- SHORT PROBLEM A -
Using the email, decide whether each statement agrees with it: (i) Matthew West says there is no general consensus on how to define an ontology; (ii) Sjir Nijssen's reply is dated in February 2013; (iii) Sjir's proposed definition includes a human understandable representation in a CNL. For each, answer yes or no and quote the deciding words.
- SHORT PROBLEM B -
From the email, return the passage starting with "To: Ontology Summit" and going on through "making good progress.".

- SOURCE DOCUMENT -
--- start ---

To: Ontology Summit 2013 discussion <ontology-summit@xxxxxxxxxxxxxxxx>
From: Sjir Nijssen <Sjir.Nijssen@xxxxxxxxxxxxx>
Date: Wed, 23 Jan 2013 21:58:16 +0000
Message-id: <7BB7D62DC6A7694FBB624E141DF09C0702CF2532@xxxxxxxxxxxxxxxxxxxxxxxx>

Dear Matthew,


Thank you for your feedback below. I really enjoy this kind of quality and the questions you raised wrt the case. See my answers below as [[Sjir3: …..]]

I feel we are making good progress.


Kind regards


Sjir Nijssen


Chief Technical Officer

PNA Group


Tel:     +31 (0)88-777 0 444

Mob: +31 (0)6-21 510 844

Fax:    +31 (0)88-777 0 499

E-mail: sjir.nijssen@xxxxxxxxxxxxx




Van: ontology-summit-bounces@xxxxxxxxxxxxxxxx [mailto:ontology-summit-bounces@xxxxxxxxxxxxxxxx] Namens Matthew West
Verzonden: dinsdag 22 januari 2013 10:45
Aan: 'Ontology Summit 2013 discussion'
Onderwerp: Re: [ontology-summit] {quality-methodology} Building Ontologies to Meet Evaluation Criteria


Dear Sjir,

See responses below.


You suggested an alternative definition of an ontology to the one I used.


MW: Well I’m not sure there is a generally agreed definitions of what an ontology is [[Sjir2: indeed, I agree with you and I believe this forum should admit that clearly, and start work to get to a series of definitions that can be assigned to the widely varying kinds of “ontologies” mentioned in this forum.]], but we are not talking about the philosophical study of what exists. [[Sjir2: I agree.]]  My definition for the purposes of this summit is:


A formal (i.e. computer processable) representation of (some of) the things that exists and (some of) the rules that govern them.


[[Sjir2: Another proposal: A complete and truely conceptual (in the sense of ISO TR9007) ontology is a formal (i.e. computer processable) representation of

a.        the kinds of things considered within scope of a certain ontology,

b.      the kinds of facts about instances of these kinds of kinds and

c.       all the associated integrity rules about the fact populations and fact population transitions.

d.      There is always a human understandable representation (in a CNL), that is extended with a set of all relevant concept definitions.]]


MW: As I said, there is no general consensus on the definition of ontology, and you immediately prove my point. Broadly I think your definition amounts to the same as mine, and is pretty much in line with what I would expect a definition of a conceptual data model to be, but there are some key differences.

--- end ---

- MATERIAL -

--- start ---

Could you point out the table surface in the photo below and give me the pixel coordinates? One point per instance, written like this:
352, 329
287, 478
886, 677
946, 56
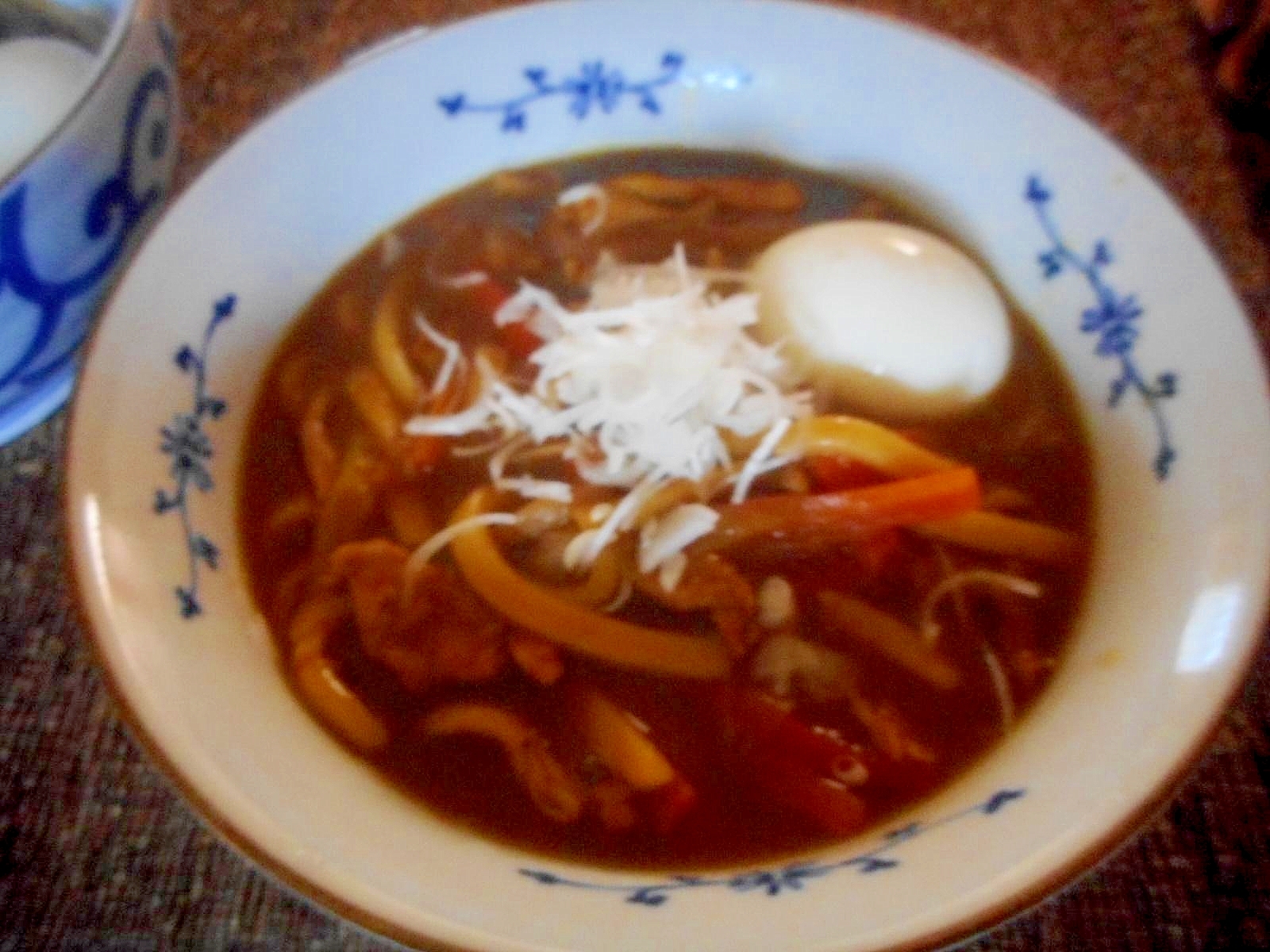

--- end ---

- WRITTEN REPLY A -
(i) Yes: "there is no general consensus on the definition of ontology"
(ii) No: "Wed, 23 Jan 2013 21:58:16 +0000"
(iii) Yes: "There is always a human understandable representation (in a CNL)"

- WRITTEN REPLY B -
To: Ontology Summit 2013 discussion <ontology-summit@xxxxxxxxxxxxxxxx>
From: Sjir Nijssen <Sjir.Nijssen@xxxxxxxxxxxxx>
Date: Wed, 23 Jan 2013 21:58:16 +0000
Message-id: <7BB7D62DC6A7694FBB624E141DF09C0702CF2532@xxxxxxxxxxxxxxxxxxxxxxxx>

Dear Matthew,


Thank you for your feedback below. I really enjoy this kind of quality and the questions you raised wrt the case. See my answers below as [[Sjir3: …..]]

I feel we are making good progress.